- **Письменное задание A**: Представьте в виде списка JSON, где каждой строке соответствует одно строковое значение, а пустые строки пропущены, участок строк, помещённых после текста: он идёт от первой из этих строк до строки с «0;239;472;359» включительно.

- **Текст для чтения**:
= = = = = = =

Вот Вам в духе Глазунова панорама наших дней: в перспективе жизнь хренова и народ, что свыкся с ней. Сверху смотрят эти твари. В центре наши короли - Пушкин и Мак-Дональдс в паре (оба на Тверском бульваре). Справа церковь на Нерли, слева виден Ваш Орли, где лепечут по-французски...
Ну их всех, в конце концов! Не прислать ли Вам капустки и соленых огурцов?
Первая реакция на эти стихи - раздражение: что за дурь? Потом - новое вкусовое ощущение: а милая какая дурь! Симпатичная, неотвязная, живая. Это неуклюжее "Вам" с большой буквы, обращенное к нескольким особам, эти маяковские твари, которые смотрят сверху, - величественно, как Лев Толстой; а какая панорама в стиле "Слова о полку Игореве..."! Трудно стать вне этой шутливости, влезть в академическую мантию и начать: Александр Тимофеевский широко пользуется фольклорными мотивами... Хочется оставаться внутри.

= = = = = = =

- **Письменное задание B**: Определите, согласуются ли с текстом для чтения утверждения: (i) Пушкин и Мак-Дональдс в стихотворении находятся на Тверском бульваре; (ii) Орли в панораме виден справа; (iii) первая реакция на стихи, по словам автора, — восторг. На каждое ответьте «да» или «нет» и приведите решающие слова текста дословно.

= = = = = = =

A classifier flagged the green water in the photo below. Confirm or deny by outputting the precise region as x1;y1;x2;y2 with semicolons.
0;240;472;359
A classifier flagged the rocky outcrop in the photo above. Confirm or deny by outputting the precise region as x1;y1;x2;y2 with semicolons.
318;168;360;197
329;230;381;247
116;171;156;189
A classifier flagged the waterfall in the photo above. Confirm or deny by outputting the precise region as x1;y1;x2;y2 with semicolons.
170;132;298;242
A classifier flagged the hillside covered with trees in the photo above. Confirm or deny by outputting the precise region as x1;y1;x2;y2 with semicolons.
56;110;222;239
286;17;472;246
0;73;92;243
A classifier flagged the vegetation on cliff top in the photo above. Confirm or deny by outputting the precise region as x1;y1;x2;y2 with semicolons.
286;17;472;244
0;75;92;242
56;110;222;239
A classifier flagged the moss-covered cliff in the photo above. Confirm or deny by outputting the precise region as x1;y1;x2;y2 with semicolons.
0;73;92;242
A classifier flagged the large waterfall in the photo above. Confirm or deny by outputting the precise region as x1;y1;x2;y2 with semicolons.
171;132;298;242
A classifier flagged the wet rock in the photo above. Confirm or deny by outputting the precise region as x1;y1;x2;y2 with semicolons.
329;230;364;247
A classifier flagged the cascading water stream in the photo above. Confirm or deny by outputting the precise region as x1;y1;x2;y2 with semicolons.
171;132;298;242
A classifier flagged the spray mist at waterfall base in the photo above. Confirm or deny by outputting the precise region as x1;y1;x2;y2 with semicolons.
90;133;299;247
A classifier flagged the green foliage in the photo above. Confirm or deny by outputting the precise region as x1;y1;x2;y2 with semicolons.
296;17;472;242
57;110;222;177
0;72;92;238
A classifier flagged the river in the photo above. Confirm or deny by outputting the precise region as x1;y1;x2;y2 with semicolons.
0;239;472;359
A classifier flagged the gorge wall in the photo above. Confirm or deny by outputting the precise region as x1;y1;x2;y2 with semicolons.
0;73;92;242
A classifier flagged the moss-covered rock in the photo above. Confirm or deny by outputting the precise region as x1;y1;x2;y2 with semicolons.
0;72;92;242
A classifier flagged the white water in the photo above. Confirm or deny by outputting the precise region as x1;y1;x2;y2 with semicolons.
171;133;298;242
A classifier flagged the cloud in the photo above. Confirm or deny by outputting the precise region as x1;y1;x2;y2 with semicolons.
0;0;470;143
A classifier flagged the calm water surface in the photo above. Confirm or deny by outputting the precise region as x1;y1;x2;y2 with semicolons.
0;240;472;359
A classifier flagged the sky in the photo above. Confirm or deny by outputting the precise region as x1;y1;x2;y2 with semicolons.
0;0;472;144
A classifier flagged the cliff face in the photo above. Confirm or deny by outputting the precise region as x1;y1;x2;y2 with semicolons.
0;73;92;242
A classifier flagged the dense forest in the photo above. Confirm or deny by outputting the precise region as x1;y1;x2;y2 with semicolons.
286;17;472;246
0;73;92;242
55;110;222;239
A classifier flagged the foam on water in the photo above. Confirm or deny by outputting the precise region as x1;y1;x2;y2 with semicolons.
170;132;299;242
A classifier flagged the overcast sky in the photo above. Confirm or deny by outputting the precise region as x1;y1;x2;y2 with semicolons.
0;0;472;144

= = = = = = =

- **Готовый ответ A**:
[
  "A classifier flagged the green water in the photo below. Confirm or deny by outputting the precise region as x1;y1;x2;y2 with semicolons.",
  "0;240;472;359",
  "A classifier flagged the rocky outcrop in the photo above. Confirm or deny by outputting the precise region as x1;y1;x2;y2 with semicolons.",
  "318;168;360;197",
  "329;230;381;247",
  "116;171;156;189",
  "A classifier flagged the waterfall in the photo above. Confirm or deny by outputting the precise region as x1;y1;x2;y2 with semicolons.",
  "170;132;298;242",
  "A classifier flagged the hillside covered with trees in the photo above. Confirm or deny by outputting the precise region as x1;y1;x2;y2 with semicolons.",
  "56;110;222;239",
  "286;17;472;246",
  "0;73;92;243",
  "A classifier flagged the vegetation on cliff top in the photo above. Confirm or deny by outputting the precise region as x1;y1;x2;y2 with semicolons.",
  "286;17;472;244",
  "0;75;92;242",
  "56;110;222;239",
  "A classifier flagged the moss-covered cliff in the photo above. Confirm or deny by outputting the precise region as x1;y1;x2;y2 with semicolons.",
  "0;73;92;242",
  "A classifier flagged the large waterfall in the photo above. Confirm or deny by outputting the precise region as x1;y1;x2;y2 with semicolons.",
  "171;132;298;242",
  "A classifier flagged the wet rock in the photo above. Confirm or deny by outputting the precise region as x1;y1;x2;y2 with semicolons.",
  "329;230;364;247",
  "A classifier flagged the cascading water stream in the photo above. Confirm or deny by outputting the precise region as x1;y1;x2;y2 with semicolons.",
  "171;132;298;242",
  "A classifier flagged the spray mist at waterfall base in the photo above. Confirm or deny by outputting the precise region as x1;y1;x2;y2 with semicolons.",
  "90;133;299;247",
  "A classifier flagged the green foliage in the photo above. Confirm or deny by outputting the precise region as x1;y1;x2;y2 with semicolons.",
  "296;17;472;242",
  "57;110;222;177",
  "0;72;92;238",
  "A classifier flagged the river in the photo above. Confirm or deny by outputting the precise region as x1;y1;x2;y2 with semicolons.",
  "0;239;472;359"
]

- **Готовый ответ B**:
(i) Да: «Пушкин и Мак-Дональдс в паре (оба на Тверском бульваре)».
(ii) Нет: «слева виден Ваш Орли».
(iii) Нет: «Первая реакция на эти стихи - раздражение».